=== Section Start ===

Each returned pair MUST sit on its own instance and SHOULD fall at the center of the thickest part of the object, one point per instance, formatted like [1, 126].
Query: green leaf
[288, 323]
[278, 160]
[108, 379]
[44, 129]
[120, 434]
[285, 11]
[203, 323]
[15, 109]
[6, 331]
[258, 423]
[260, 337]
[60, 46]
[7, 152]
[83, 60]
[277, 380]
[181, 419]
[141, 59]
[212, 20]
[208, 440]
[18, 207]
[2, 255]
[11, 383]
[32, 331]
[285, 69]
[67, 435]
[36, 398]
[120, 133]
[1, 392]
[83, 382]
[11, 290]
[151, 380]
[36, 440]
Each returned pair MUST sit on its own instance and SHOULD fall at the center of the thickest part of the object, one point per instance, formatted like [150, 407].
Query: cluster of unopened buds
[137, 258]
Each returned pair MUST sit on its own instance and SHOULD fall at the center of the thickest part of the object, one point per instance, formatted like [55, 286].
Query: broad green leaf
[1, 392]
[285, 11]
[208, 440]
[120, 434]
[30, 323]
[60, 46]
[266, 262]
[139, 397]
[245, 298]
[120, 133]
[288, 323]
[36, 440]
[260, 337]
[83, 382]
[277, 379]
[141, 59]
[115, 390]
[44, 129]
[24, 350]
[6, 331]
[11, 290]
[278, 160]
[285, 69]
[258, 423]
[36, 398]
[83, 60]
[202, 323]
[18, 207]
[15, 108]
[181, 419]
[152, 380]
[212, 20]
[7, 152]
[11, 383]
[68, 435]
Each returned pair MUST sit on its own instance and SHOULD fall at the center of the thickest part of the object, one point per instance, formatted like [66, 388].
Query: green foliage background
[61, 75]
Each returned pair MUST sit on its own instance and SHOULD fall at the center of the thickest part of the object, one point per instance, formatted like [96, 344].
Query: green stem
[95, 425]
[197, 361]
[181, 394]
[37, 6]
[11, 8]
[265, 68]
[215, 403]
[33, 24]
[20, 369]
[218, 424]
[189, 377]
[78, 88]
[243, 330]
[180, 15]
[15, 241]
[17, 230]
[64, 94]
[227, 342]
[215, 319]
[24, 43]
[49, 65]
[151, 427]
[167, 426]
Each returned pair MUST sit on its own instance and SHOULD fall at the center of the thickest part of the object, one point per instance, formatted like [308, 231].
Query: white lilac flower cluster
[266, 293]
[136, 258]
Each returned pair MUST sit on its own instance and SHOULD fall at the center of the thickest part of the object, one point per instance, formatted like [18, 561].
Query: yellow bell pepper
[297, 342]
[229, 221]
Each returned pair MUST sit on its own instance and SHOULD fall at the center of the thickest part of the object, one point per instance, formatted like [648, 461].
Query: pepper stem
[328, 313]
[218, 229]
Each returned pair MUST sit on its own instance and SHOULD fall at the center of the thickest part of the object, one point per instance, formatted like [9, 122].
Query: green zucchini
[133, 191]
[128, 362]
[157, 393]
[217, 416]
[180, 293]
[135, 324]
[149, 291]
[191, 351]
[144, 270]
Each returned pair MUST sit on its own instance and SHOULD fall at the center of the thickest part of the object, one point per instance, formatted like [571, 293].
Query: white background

=== Section End ===

» What to produce
Quote all of the entries exactly as they appear.

» Solution to this exercise
Each returned pair MUST sit on its own instance and SHOULD fall at the center of the thickest part of the object, one point per instance, formatted like [1, 126].
Query: green leaf
[288, 323]
[278, 160]
[108, 379]
[44, 129]
[120, 434]
[285, 11]
[203, 323]
[15, 109]
[6, 331]
[258, 423]
[260, 337]
[60, 46]
[7, 152]
[83, 60]
[277, 380]
[181, 419]
[141, 59]
[212, 20]
[208, 440]
[18, 207]
[2, 255]
[11, 383]
[32, 331]
[285, 69]
[67, 435]
[36, 398]
[120, 133]
[1, 392]
[83, 382]
[11, 290]
[151, 380]
[36, 440]
Each returned pair MUST sit on its own instance and SHOULD fall at the center of the thickest part of the object, one point per instance, formatted like [150, 407].
Query: cluster of unopened buds
[137, 258]
Each returned pair MUST sit on its own instance and SHOULD fall at the center of the thickest part of the object, one point per instance, formatted like [55, 286].
Query: broad green leaf
[1, 392]
[285, 11]
[208, 440]
[120, 434]
[30, 323]
[60, 46]
[266, 262]
[139, 397]
[245, 298]
[120, 133]
[288, 323]
[36, 440]
[260, 337]
[83, 382]
[277, 379]
[141, 59]
[115, 390]
[44, 129]
[24, 350]
[6, 331]
[11, 290]
[278, 160]
[285, 69]
[258, 423]
[36, 398]
[83, 60]
[202, 323]
[18, 207]
[15, 108]
[181, 419]
[152, 380]
[212, 20]
[7, 152]
[11, 383]
[68, 435]
Each returned pair MUST sit on its own instance and SHOULD fall at the center of the thickest part of the object, one point per instance, formatted like [66, 388].
Query: green foliage background
[61, 75]
Each returned pair MUST sit on its own instance and SHOULD fall at the center of the thickest part of the object, one point per instance, formatted like [96, 344].
Query: green stem
[95, 425]
[197, 361]
[181, 394]
[37, 6]
[11, 8]
[265, 68]
[215, 403]
[33, 24]
[20, 369]
[218, 424]
[189, 377]
[78, 88]
[243, 330]
[180, 15]
[15, 241]
[17, 230]
[64, 94]
[227, 342]
[215, 319]
[24, 43]
[49, 65]
[151, 427]
[167, 426]
Each returned pair MUST sit on its own instance and SHOULD fall at the center of the thickest part of the object, one point per instance, formatted like [308, 231].
Query: white lilac flower cluster
[266, 293]
[136, 258]
Each returned pair MUST sit on its own instance and SHOULD fall at the center of the thickest part of the object, one point per instance, formatted like [18, 561].
Query: yellow bell pepper
[297, 342]
[229, 221]
Each returned pair MUST sit on its own instance and SHOULD fall at the center of the thickest part of the object, one point per instance, formatted like [648, 461].
Query: pepper stem
[328, 313]
[218, 229]
Each returned pair MUST sit on its own instance and SHOULD fall at the center of the thickest part of the object, one point per instance, formatted like [9, 122].
Query: green zucchini
[133, 191]
[128, 362]
[157, 393]
[217, 416]
[180, 293]
[135, 324]
[149, 291]
[191, 351]
[144, 270]
Each returned pair MUST sit on its own instance and SHOULD fall at the center of the thickest part of the object, one point per instance, formatted like [571, 293].
Query: white background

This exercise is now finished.